Your tasks
1. What is the Spanish translation of this sentence from the passage on pulp testing: "The pulp is characterized by dividing its content into particles labelled as ‘fibers’ and ‘fines’."?
2. According to the passage on pulp testing, into which kinds are fines often split? List all of them.

Extract to read
◇ ◇ ◇

The traditional method to determine the pulp characteristics involves the preparation of handsheets and the use of physical testing of the sheets. However, recently there has been a rapid development of devices for measuring the properties of fibers and pulp suspensions (Heikkurinen *et al.* 2009).

A widely-used indication of the pulp quality is freeness (Tervaskanto *et al. *2009), and this property is a measure of the rate at which a dilute suspension may be drained according to TAPPI T227 om-17 (2017). There are also literature reports that deal with the small particles in the pulp, such as fines and crill particles (and how this property is measured), and online measurements for strength calculations.

According to TAPPI T261 cm-94 (1994), which outlines a standard method to measure the fines content of pulp for paper manufacture, the fines content is measured using a single-screen classifier. The pulp is characterized by dividing its content into particles labelled as ‘fibers’ and ‘fines’. A separation point of these two are the particles that pass through a round hole 76 µm in diameter or a 200-mesh screen as per the TAPPI T261 cm-94 (1994) standard. According to Odabas *et al. *(2016), the fines are a key issue in paper making, and their small size is the main property generating high specific surface area. The aforementioned study proposed the potential use of fines as a control variable to obtain desired paper properties. The fines are often split into fibrils, ray cells, and flake-like fines and the fibrillar material produced in mechanical pulping contributes to higher paper strength; the fine fibrillar material also leads to poor dewatering during the sheet-forming process. The fibrillar material produced during the pulping is also the fraction demonstrating the highest swelling in water (Odabas *et al. *2016).

◇ ◇ ◇

Supplied material
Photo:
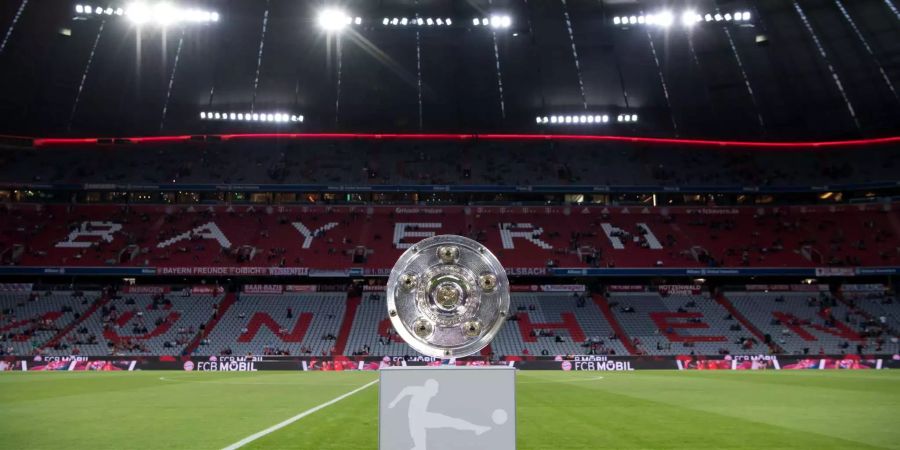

◇ ◇ ◇

Answers below
1. La pulpa se caracteriza dividiendo su contenido en partículas denominadas «fibras» y «finos».

2. Fibrils, ray cells, and flake-like fines.